* **MATERIAL PROVIDED**
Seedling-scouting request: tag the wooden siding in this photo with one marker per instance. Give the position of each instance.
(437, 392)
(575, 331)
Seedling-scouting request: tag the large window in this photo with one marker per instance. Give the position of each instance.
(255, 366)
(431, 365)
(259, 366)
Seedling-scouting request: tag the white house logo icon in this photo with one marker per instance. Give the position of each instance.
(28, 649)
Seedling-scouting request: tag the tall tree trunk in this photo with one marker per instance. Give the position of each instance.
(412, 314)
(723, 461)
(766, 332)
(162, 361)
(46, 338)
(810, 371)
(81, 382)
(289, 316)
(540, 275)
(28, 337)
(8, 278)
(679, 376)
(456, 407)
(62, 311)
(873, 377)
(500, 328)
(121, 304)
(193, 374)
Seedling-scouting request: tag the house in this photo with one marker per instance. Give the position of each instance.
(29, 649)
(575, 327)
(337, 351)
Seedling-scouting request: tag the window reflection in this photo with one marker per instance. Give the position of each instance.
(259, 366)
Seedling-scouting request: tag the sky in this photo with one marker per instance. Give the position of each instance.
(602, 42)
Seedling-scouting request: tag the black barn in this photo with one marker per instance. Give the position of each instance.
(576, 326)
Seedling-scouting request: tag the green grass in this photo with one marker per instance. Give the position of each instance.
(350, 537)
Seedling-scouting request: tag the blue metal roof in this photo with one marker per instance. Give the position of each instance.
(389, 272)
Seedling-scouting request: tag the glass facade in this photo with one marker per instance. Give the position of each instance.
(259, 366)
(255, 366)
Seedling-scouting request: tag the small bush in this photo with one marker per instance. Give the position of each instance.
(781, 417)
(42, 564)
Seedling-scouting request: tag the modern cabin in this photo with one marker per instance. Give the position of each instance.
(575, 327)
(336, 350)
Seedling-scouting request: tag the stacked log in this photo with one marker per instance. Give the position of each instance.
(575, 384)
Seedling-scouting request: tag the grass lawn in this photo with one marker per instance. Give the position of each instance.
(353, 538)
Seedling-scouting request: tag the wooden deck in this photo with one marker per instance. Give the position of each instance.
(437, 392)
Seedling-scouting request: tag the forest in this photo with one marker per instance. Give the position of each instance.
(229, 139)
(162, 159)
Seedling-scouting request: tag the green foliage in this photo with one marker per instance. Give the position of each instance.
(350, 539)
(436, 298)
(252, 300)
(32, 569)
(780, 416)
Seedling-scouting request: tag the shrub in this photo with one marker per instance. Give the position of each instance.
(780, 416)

* **EXERCISE BRIEF**
Set down, word for word, only the lines running from the line with "Seedling-scouting request: tag the forest" to the last line of the listing above. Both of those lines belong in your answer.

* **ANSWER**
Seedling-scouting request: tag the forest in this photo with one marker per instance. Give the position of each instance.
(229, 139)
(162, 159)
Seedling-scouting request: tag the green foliage in this photo with one marker per instance. Give the position of each instance.
(350, 539)
(436, 298)
(252, 300)
(32, 569)
(780, 416)
Seedling-scouting request: tag the shrub in this photo with one marker per instance. Give the position of each instance.
(780, 416)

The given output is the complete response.